Natural-language object grounding data:
■ ■ ■ ■ ■ ■ ■
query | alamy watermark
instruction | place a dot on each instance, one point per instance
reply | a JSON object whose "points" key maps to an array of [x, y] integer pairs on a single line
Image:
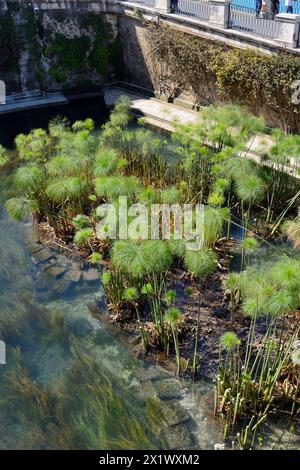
{"points": [[2, 353], [2, 92], [154, 222], [296, 93]]}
■ ■ ■ ■ ■ ■ ■
Work to complete: An exact copy of every entry above is required, without the pictures.

Result of this exercise:
query | alamy watermark
instruction | place a dot on each instance, one point per instance
reply | a JSON object whose "points" key maps to an array of [x, y] integer pairs on a single line
Image:
{"points": [[2, 353], [2, 92], [154, 222], [296, 93]]}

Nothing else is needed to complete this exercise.